◆ **Questions**:
1. In the loan document processing post, what range do the confidence scores use?
2. Please extract the part of the loan document processing post starting at "- Classify Documents: Automatically" and ending at "Certificate of Insurance.".

◆ **Selected passage**:

Introduction: The Document Deluge in Finance
In fast-paced sectors like loan origination, the flood of documents — bank statements, tax forms, and IDs — is a constant operational challenge. Manual processing is not just slow; it’s a costly bottleneck prone to human error that directly delays loan approvals and frustrates customers. The goal is to move beyond this legacy process and build an innovative, automated solution that works at scale.
This post walks through a demonstration application built to tackle this exact problem. But more than just a technical walkthrough, it’s a case study in architectural philosophy: showing how pragmatic design choices, combined with the strategic use of new AI features, enable the rapid delivery of a robust, intelligent document processing MVP primed for scalable evolution. We’ll explore how it classifies loan documents and extracts key data using Google’s powerful new Gemini 3 Flash model.
The Game Changer: Why Gemini 3 Flash?
Gemini 3 Flash is a new model that fundamentally changes the cost-benefit analysis for building intelligent applications. It combines the advanced reasoning of larger models with the speed and efficiency needed for production systems.
Based on the official developer guide, its key capabilities for this use case include:
- Pro-Level Intelligence: It delivers Pro-level intelligence at the speed and favorable pricing of a lightweight model, making it ideal for high-throughput production systems.
- Exceptional Speed and Cost: It is designed for high-throughput applications, with favorable pricing and a free tier available in the Gemini API, making it ideal for an MVP.
- New Developer Controls: It introduces new parameters like thinking_level, giving developers more granular control over the model's performance and latency.
The Surprising Secret to Better, Faster Document OCR
One of the most impactful new features in Gemini 3 for document processing is the media_resolution parameter.
While it might seem logical to always use the highest possible resolution for better Optical Character Recognition (OCR), the Gemini 3 developer guide reveals a crucial, counter-intuitive insight:
“Optimal for document understanding; quality typically saturates at medium. Increasing to high rarely improves OCR results for standard documents."
This is a game-changer for developers. It means we can achieve high-quality data extraction from PDFs while significantly reducing token costs and processing latency. By using the medium setting, the system becomes more efficient and cost-effective without sacrificing accuracy—a critical advantage for a scalable solution.
The Mission: An MVP for Intelligent Loan Processing
The objective was to build a Minimum Viable Product (MVP) that could intelligently process a variety of loan documents. The application was designed with several core functions to create a complete, end-to-end workflow.
- Classify Documents: Automatically tag uploaded PDFs into specific types, such as Bank Statement, W-9, Government ID, or a multi-page Certificate of Insurance.
- Extract Key Data: Pull specific data fields from each document — like account_holder_name or policy_number—into a structured JSON format.
- Score Confidence: Assign a confidence score (from 0 to 1) to the document classification and to each individual extracted field.
- Human-in-the-Loop (HITL): If any confidence score falls below a configurable threshold, the document is automatically routed to a human operator for review and correction via a simple UI.

◆ **Stored data**:

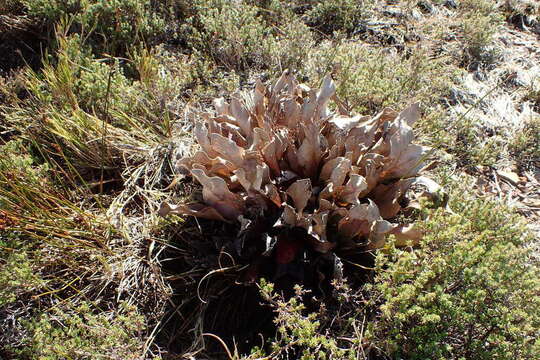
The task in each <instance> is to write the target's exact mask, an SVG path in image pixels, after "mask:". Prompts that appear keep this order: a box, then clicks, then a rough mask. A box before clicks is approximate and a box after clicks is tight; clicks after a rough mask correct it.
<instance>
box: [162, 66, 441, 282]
mask: <svg viewBox="0 0 540 360" xmlns="http://www.w3.org/2000/svg"><path fill="white" fill-rule="evenodd" d="M331 100H332V101H334V103H335V104H336V105H337V111H335V112H333V111H330V110H329V108H328V104H329V102H330V101H331ZM214 107H215V113H213V114H210V113H203V114H200V115H199V116H198V119H199V121H198V122H196V124H195V126H194V134H195V137H196V140H197V143H198V144H199V145H200V150H199V151H197V152H196V153H195V154H193V155H192V156H189V157H186V158H183V159H181V160H179V161H178V163H177V168H178V170H179V171H181V172H184V173H185V174H189V175H191V176H192V177H193V178H195V179H197V181H198V182H199V183H200V184H201V185H202V199H203V201H202V202H200V203H192V204H180V205H170V204H168V203H163V204H162V207H161V209H160V214H161V215H162V216H165V215H167V214H170V213H174V214H179V215H192V216H196V217H199V218H206V219H212V220H219V221H223V222H229V223H233V224H237V228H238V233H237V234H234V236H232V238H233V239H234V240H233V241H232V242H233V243H234V245H233V246H232V248H233V249H234V250H235V251H236V252H237V254H236V255H237V256H239V257H240V258H244V259H249V261H248V262H249V263H250V264H251V265H252V266H251V268H250V269H251V271H250V274H251V275H250V276H251V277H252V278H256V277H257V274H258V270H257V269H258V264H260V263H261V262H263V260H264V259H266V260H271V261H273V262H274V263H275V264H276V266H277V268H276V269H277V270H276V275H275V276H277V277H279V276H281V275H284V274H288V275H291V274H292V276H293V277H297V278H298V280H302V277H303V275H302V274H301V273H302V272H301V271H300V272H299V271H294V270H291V269H292V268H293V267H294V266H295V265H294V264H297V263H298V262H304V263H305V262H310V261H311V262H317V261H319V260H318V259H320V258H325V259H327V260H329V262H331V263H333V264H339V258H338V257H337V256H336V255H335V254H336V252H338V253H346V252H351V251H353V252H354V251H362V250H366V249H375V248H379V247H381V246H383V245H384V243H385V238H386V237H387V235H389V234H393V235H395V236H396V238H397V240H398V242H401V243H403V244H404V243H406V242H407V241H409V240H410V241H413V242H415V241H418V239H419V238H420V237H421V233H420V232H419V231H418V230H417V229H415V228H414V227H413V226H410V225H404V224H399V223H393V222H392V220H393V219H396V216H397V215H398V213H400V211H401V210H402V205H404V203H405V201H403V200H404V196H405V194H406V192H407V190H408V189H409V188H410V187H411V186H412V185H413V184H422V185H425V186H427V187H428V188H429V189H430V190H431V191H433V190H434V189H436V188H437V185H436V184H435V183H433V182H432V181H431V180H429V179H426V178H424V177H419V176H418V174H419V172H420V170H421V169H422V168H423V166H424V163H425V161H424V160H425V157H426V153H427V151H428V148H426V147H424V146H420V145H415V144H412V140H413V131H412V128H411V126H412V125H413V124H414V123H415V122H416V121H417V120H418V118H419V116H420V113H419V106H418V104H414V105H411V106H409V107H408V108H406V109H405V110H403V111H401V112H399V113H398V112H396V111H394V110H391V109H384V110H383V111H382V112H380V113H379V114H377V115H376V116H374V117H371V116H361V115H350V114H349V113H348V112H347V111H346V110H345V107H344V106H343V104H342V103H341V102H340V101H339V99H337V97H336V94H335V85H334V83H333V81H332V79H331V78H330V77H329V76H328V77H326V78H325V79H324V80H323V83H322V86H321V88H320V89H319V90H313V89H310V88H308V87H307V86H305V85H303V84H299V83H298V82H297V81H296V79H295V78H294V77H293V76H291V75H289V74H288V73H287V72H285V73H284V74H283V75H282V76H281V77H280V78H279V80H278V81H277V82H276V83H275V84H274V85H273V86H268V87H265V86H263V84H262V83H260V82H257V84H256V86H255V89H254V90H253V91H252V92H251V93H247V94H246V93H236V94H234V95H233V96H232V97H231V101H230V103H227V102H225V100H224V99H223V98H219V99H215V101H214ZM333 269H334V274H333V276H339V274H338V273H339V269H340V266H334V267H333ZM331 276H332V275H331Z"/></svg>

◆ **Answers to the exercises**:
1. From 0 to 1.

2.
- Classify Documents: Automatically tag uploaded PDFs into specific types, such as Bank Statement, W-9, Government ID, or a multi-page Certificate of Insurance.